- **Selected text**:
'''
Guzik: You are the Christ: Peter knew the opinion of the crowd - while it was complimentary towards Jesus - wasn’t accurate. Jesus was much more than John the Baptist, or Elijah, or a prophet. He was more than a national reformer, more than a miracle worker, more than a prophet. Jesus is the Christ, the Messiah.
- Calling Jesus the Messiah was right on the mark, but easily misunderstood. In the thinking of most people in Jesus’ day, the Messiah was a political and national superman. “Toward the close of the OT period, the word ‘anointed’ assumed a special meaning. It denoted the ideal king anointed and empowered by God to deliver his people and establish his righteous kingdom.” (Wessel)
Whom say ye -- Implying that they were separated in his mind from the rest of the people, and should have a clearer knowledge of him than others. Jesus had been with his disciples working miracles for probably two years before he asked them. For a considerable period of his ministry our Lord did not declare himself, even to his disciples, to be the Messiah.
What think ye of Messiah?
What think ye of his invitation to become his associates?
What think ye of the cost of self-denial, self-sacrifice?
What think ye of the great reward?
Mar 8:30 MKJV And He charged them that they should tell no one of Him.
Russell: Tell no man -- To have proclaimed it in a general way might have created more or less of insurrection, and might have hindered the carrying out of the divine arrangement respecting his ignominious death. They could still proclaim the kingdom of heaven at hand, they could still speak of Jesus as the great Teacher and man, they could still wonder as to whom he might be.
Of him -- The proper time for making him known as the Messiah would be after he had finished the work of sacrifice which the Father had given him to do.
Seems that the 12 are the only ones who obeyed this command.
Mar 8:31 MKJV And He began to teach them that the Son of Man must suffer many things and be rejected by the elders and the chief priests and scribes, and be killed, and after three days rise again.
Guzik: (Mar_8:31-32 a) Jesus reveals His mission plainly: to come and die, and then rise again.
That the Son of Man must suffer many things: Why must Jesus suffer many things and be killed? Because this was the predicted work of the Messiah (Isa_53:3-12). He must die, and He must after His death rise again.
Russell: And he began -- Implying that thereafter this was frequently a subject for discussion and consideration between him and them. The deep things of the divine plan are revealed to us only as we have confessed Christ.
The same Lord is still teaching line upon line, precept upon precept, as we are able to bear the truth; and our preparedness for it will be proportionate to our nearness and fellowship with him.
Must suffer many things -- Testings of faith and loyalty to God are as necessary to Jesus' followers as they were to himself.
And be killed -- They must be prepared in advance for his shameful death, else it would prove such a shock to their faith that they could not recover from it, neither believe in his resurrection.
'''
- **Material provided**:
'''
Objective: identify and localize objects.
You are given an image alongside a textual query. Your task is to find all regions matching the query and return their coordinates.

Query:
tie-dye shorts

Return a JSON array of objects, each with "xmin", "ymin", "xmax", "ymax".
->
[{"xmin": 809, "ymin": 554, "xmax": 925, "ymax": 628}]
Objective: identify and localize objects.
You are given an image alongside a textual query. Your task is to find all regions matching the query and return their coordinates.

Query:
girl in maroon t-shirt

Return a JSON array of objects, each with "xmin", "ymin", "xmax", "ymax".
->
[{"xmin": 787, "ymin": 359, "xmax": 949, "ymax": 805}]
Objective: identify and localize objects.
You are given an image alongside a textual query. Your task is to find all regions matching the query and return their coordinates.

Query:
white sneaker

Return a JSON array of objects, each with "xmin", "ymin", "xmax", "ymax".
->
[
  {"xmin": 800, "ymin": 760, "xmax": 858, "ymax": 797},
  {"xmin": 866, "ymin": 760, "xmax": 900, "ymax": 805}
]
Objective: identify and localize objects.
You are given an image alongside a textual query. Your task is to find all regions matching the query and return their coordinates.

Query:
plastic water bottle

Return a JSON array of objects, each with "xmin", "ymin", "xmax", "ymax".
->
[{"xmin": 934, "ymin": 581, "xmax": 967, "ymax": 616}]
'''
- **What you will do**:
- 1) Put the rows, from their start through the line containing "tie-dye shorts", into a JSON list of strings with one string per line and blank lines omitted.
- 2) Continue the commentary on Mark 8 from where it stops.

- **Task-by-task outputs**:
- 1)
[
  "Objective: identify and localize objects.",
  "You are given an image alongside a textual query. Your task is to find all regions matching the query and return their coordinates.",
  "Query:",
  "tie-dye shorts"
]

- 2)
Do you believe?
Mar 8:32 MKJV And He spoke that saying openly. And Peter took Him and began to rebuke Him.
Guzik: He spoke this word openly: This was an unbelievable shock to anyone expecting or hoping that Jesus was the national and political messiah. It is as if a presidential candidate announced toward the end of his campaign that he will go to Washington to be rejected and executed.
i. “A suffering Messiah! Unthinkable! The Messiah was a symbol of strength, not weakness.” (Wessel)
ii. “Sometimes the Messiah was thought of as a king of David’s line, but more often he was thought of as a great, super-human figure crashing into history to remake the world and in the end to vindicate God’s people . . . The Messiah will be the most destructive conqueror in history, smashing his enemies into utter extinction.” (Barclay)
Russell: Saying openly -- Before the entire twelve apostles.
And Peter -- In his love for the Master, and intoxicated somewhat by the honors bestowed upon him already, undertook to be the teacher. We are to listen to his Word, and not attempt to correct our Lord or substitute our own ideas.
Took him -- Apart from the others. The only one with sufficient courage to express himself.
And began -- Peter did not get to finish. The Master hastened to repudiate such a disloyal suggestion.
To rebuke him -- Privately whispering to him that such sentiments should not be introduced or expressed before the apostles, that it would be discouraging to them all. Showing that the disciples clearly understood the statement about his death.
You also have covenanted to death—do you rebuke teachings that remind you of the sacrifice you must offer?
Mar 8:33 MKJV But when He had turned around and looked on His disciples, He rebuked Peter, saying, Go behind Me, Satan! For you do not mind the things of God, but of the things of men.
Guzik: Peter took Him aside and began to rebuke Him: Peter’s intent was love for Jesus, but he was unwittingly used of Satan. You don’t have to be demon possessed to be used of Satan, and we need to be on guard lest we are unwittingly used.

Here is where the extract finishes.